* **WHAT IS EXPECTED**
Please tally the lines below that contain the word "reflection" and reply with the total alone.

++++++++++

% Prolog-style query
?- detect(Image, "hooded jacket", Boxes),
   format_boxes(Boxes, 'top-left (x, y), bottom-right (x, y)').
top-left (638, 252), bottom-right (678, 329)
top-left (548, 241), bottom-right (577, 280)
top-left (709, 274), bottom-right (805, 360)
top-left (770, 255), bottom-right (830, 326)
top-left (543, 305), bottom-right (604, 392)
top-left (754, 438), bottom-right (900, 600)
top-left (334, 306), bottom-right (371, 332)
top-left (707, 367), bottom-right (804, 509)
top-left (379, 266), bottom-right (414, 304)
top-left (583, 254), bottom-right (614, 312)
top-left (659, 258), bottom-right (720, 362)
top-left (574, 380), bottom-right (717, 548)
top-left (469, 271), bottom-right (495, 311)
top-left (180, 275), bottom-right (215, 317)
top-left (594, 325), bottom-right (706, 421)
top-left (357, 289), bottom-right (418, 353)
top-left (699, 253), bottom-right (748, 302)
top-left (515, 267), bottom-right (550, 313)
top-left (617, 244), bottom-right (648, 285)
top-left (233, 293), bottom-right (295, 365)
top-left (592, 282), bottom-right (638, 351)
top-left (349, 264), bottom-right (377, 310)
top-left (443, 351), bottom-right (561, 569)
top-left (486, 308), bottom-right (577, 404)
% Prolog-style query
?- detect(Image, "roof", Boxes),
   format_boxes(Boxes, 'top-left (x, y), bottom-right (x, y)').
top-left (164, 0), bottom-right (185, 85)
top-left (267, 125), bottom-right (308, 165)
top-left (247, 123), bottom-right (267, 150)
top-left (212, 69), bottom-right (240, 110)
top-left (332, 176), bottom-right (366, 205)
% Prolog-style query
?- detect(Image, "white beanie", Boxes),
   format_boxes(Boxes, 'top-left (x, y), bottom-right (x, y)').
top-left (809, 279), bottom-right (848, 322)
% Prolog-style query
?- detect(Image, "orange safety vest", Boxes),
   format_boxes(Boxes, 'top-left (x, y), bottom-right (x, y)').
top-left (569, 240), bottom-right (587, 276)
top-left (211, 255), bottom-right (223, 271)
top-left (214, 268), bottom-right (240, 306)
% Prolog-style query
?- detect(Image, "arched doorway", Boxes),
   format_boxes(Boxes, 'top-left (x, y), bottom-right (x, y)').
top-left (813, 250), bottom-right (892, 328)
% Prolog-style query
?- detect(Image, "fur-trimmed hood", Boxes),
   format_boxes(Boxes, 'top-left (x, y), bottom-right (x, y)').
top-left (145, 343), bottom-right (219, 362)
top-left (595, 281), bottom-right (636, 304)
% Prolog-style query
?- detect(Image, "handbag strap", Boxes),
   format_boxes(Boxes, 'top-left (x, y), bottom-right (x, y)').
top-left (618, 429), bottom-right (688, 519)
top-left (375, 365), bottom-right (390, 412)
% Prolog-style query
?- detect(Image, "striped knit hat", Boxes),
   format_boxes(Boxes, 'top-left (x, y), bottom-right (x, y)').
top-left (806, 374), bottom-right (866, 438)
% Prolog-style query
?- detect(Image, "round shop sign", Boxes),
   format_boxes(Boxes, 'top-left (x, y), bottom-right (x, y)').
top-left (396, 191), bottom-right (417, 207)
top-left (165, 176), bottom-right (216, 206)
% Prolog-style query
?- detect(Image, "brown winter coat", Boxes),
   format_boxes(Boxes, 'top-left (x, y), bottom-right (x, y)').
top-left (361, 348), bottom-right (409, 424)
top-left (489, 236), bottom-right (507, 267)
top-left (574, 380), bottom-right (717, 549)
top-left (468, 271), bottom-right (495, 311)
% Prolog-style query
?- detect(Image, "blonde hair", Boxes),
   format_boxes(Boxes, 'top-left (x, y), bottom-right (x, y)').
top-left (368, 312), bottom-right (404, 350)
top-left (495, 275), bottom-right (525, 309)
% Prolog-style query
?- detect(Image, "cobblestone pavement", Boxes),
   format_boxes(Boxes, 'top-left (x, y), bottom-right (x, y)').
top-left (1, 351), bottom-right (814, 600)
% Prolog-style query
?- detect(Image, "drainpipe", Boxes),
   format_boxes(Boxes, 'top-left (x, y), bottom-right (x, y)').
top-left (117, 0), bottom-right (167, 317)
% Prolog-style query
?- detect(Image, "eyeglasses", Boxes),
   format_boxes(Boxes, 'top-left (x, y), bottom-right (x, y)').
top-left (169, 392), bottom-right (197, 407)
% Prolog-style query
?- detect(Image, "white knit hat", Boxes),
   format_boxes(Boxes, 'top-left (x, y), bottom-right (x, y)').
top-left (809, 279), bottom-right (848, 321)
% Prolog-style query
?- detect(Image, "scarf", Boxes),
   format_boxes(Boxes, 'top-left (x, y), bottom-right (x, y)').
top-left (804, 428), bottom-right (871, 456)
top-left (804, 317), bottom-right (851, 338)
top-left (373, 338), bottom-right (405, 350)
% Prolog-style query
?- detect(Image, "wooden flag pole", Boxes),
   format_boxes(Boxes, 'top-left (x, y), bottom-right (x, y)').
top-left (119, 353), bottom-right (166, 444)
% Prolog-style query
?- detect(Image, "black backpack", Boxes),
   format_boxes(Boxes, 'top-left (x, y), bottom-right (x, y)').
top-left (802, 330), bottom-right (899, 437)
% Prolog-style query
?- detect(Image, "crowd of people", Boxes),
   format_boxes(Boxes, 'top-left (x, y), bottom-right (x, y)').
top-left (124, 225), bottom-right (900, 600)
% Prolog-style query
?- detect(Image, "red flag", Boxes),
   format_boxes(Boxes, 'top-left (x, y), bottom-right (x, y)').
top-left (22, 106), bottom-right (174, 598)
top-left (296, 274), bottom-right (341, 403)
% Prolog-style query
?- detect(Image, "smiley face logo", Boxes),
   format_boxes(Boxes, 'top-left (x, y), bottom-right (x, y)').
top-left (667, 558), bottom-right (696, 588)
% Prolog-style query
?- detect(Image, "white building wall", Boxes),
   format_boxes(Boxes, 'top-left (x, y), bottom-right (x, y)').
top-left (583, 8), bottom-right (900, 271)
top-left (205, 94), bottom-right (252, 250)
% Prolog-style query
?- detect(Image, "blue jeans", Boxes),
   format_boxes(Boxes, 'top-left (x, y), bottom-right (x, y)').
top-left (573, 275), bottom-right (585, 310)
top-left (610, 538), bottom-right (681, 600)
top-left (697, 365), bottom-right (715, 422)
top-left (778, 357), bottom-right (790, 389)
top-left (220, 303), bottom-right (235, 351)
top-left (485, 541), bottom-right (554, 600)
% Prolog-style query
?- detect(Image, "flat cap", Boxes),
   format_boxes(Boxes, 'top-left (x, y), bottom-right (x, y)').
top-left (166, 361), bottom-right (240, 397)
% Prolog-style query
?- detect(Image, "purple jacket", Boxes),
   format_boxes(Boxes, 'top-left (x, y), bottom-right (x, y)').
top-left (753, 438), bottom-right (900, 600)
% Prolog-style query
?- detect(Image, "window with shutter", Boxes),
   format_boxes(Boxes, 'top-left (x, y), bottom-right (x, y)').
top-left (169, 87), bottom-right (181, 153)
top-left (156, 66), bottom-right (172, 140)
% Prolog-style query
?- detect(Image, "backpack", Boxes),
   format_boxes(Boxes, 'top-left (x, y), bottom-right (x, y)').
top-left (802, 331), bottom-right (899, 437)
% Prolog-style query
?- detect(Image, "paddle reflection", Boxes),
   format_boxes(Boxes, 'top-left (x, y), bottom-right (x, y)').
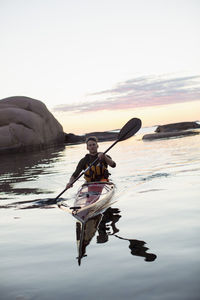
top-left (76, 207), bottom-right (157, 265)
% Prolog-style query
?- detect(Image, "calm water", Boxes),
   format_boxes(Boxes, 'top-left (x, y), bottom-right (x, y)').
top-left (0, 127), bottom-right (200, 300)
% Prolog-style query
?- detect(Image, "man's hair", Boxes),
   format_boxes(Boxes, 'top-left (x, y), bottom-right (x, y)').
top-left (86, 136), bottom-right (98, 144)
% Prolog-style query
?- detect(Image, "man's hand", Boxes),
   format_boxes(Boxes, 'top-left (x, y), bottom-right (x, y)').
top-left (98, 152), bottom-right (116, 168)
top-left (66, 182), bottom-right (73, 189)
top-left (66, 176), bottom-right (75, 189)
top-left (98, 152), bottom-right (105, 161)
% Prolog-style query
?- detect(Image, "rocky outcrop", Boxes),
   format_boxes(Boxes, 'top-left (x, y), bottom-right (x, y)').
top-left (0, 96), bottom-right (65, 153)
top-left (65, 133), bottom-right (85, 144)
top-left (143, 121), bottom-right (200, 140)
top-left (65, 131), bottom-right (118, 144)
top-left (85, 131), bottom-right (118, 142)
top-left (155, 122), bottom-right (200, 133)
top-left (143, 130), bottom-right (199, 140)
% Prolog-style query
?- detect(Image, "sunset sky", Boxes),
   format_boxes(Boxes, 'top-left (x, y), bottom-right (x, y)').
top-left (0, 0), bottom-right (199, 134)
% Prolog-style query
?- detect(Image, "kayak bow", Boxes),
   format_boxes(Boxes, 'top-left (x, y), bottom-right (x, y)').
top-left (59, 181), bottom-right (116, 223)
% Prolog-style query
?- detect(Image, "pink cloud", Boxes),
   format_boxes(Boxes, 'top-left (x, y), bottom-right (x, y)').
top-left (53, 74), bottom-right (200, 113)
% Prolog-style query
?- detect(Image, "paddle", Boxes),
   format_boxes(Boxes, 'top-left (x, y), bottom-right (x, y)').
top-left (55, 118), bottom-right (142, 201)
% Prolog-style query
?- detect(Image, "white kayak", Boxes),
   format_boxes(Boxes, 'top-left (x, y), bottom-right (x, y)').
top-left (59, 181), bottom-right (116, 223)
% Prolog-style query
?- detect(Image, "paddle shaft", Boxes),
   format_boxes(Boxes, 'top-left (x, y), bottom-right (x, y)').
top-left (55, 118), bottom-right (141, 201)
top-left (54, 139), bottom-right (119, 201)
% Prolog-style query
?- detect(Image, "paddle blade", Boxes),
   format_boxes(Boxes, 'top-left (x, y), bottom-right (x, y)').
top-left (118, 118), bottom-right (142, 141)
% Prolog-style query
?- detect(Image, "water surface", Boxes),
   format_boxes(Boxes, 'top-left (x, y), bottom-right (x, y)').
top-left (0, 128), bottom-right (200, 300)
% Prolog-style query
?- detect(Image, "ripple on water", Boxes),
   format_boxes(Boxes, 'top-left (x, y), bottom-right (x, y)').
top-left (0, 134), bottom-right (200, 300)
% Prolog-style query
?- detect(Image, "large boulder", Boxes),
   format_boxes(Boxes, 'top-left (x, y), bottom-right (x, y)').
top-left (0, 96), bottom-right (65, 153)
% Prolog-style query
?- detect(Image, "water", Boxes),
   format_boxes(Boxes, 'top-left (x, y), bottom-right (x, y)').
top-left (0, 127), bottom-right (200, 300)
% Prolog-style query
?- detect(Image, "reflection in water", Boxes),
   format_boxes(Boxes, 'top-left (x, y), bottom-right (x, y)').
top-left (0, 197), bottom-right (59, 209)
top-left (97, 207), bottom-right (121, 242)
top-left (0, 146), bottom-right (65, 197)
top-left (114, 235), bottom-right (157, 262)
top-left (0, 145), bottom-right (157, 265)
top-left (76, 214), bottom-right (102, 265)
top-left (75, 207), bottom-right (157, 265)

++++++++++

* **SOLUTION TO THE EXERCISE**
2